[start of Data listing]
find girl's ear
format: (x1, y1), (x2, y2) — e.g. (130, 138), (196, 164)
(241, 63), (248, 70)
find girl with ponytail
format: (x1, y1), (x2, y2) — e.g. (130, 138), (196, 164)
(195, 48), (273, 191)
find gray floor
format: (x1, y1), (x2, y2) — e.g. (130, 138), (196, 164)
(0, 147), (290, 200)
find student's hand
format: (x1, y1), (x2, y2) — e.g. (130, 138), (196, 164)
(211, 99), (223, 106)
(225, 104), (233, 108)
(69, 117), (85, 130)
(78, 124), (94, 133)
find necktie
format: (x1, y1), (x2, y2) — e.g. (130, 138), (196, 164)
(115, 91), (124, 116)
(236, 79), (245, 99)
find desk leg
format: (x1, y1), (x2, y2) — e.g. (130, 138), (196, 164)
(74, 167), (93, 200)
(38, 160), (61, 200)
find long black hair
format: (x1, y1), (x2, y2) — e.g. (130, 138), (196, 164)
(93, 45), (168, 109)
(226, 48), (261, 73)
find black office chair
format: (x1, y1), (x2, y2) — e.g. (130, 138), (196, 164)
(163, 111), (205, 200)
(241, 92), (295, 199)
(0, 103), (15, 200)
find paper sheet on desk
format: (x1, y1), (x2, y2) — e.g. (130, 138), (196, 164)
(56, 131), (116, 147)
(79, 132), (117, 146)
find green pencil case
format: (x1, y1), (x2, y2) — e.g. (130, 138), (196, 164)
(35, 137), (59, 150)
[end of Data listing]
_Problem details_. Format every line of the records above as a numbered list, leaving out any blank lines.

_Exercise result_.
1. find girl's ear
2. format: (x1, y1), (x2, y2) — e.g. (130, 138), (196, 164)
3. (241, 63), (248, 70)
4. find girl with ponytail
5. format: (x1, y1), (x2, y2) — e.g. (130, 138), (196, 164)
6. (195, 48), (273, 191)
7. find gray floor
8. format: (x1, y1), (x2, y2) — e.g. (130, 138), (196, 164)
9. (0, 147), (290, 200)
10. find student's hand
11. format: (x1, y1), (x2, y2) — e.g. (130, 138), (196, 164)
12. (211, 99), (223, 106)
13. (225, 104), (233, 108)
14. (69, 117), (85, 130)
15. (78, 124), (94, 133)
16. find necktie
17. format: (x1, y1), (x2, y2) — e.g. (130, 138), (196, 164)
18. (115, 91), (124, 116)
19. (236, 79), (245, 99)
20. find desk leg
21. format: (x1, y1), (x2, y2) — e.g. (130, 138), (196, 164)
22. (74, 167), (93, 200)
23. (38, 160), (61, 200)
24. find long black hair
25. format: (x1, y1), (x2, y2) — e.g. (130, 138), (196, 164)
26. (93, 45), (168, 109)
27. (226, 48), (261, 73)
28. find black office chair
29. format: (x1, y1), (x2, y2) — e.g. (130, 138), (196, 164)
30. (163, 111), (205, 200)
31. (241, 92), (295, 199)
32. (0, 103), (15, 200)
33. find paper sheet on desk
34. format: (x1, y1), (x2, y2) — e.g. (130, 138), (196, 164)
35. (56, 131), (116, 147)
36. (79, 132), (117, 146)
37. find green pencil case
38. format: (x1, y1), (x2, y2) — e.g. (130, 138), (196, 164)
39. (35, 137), (59, 150)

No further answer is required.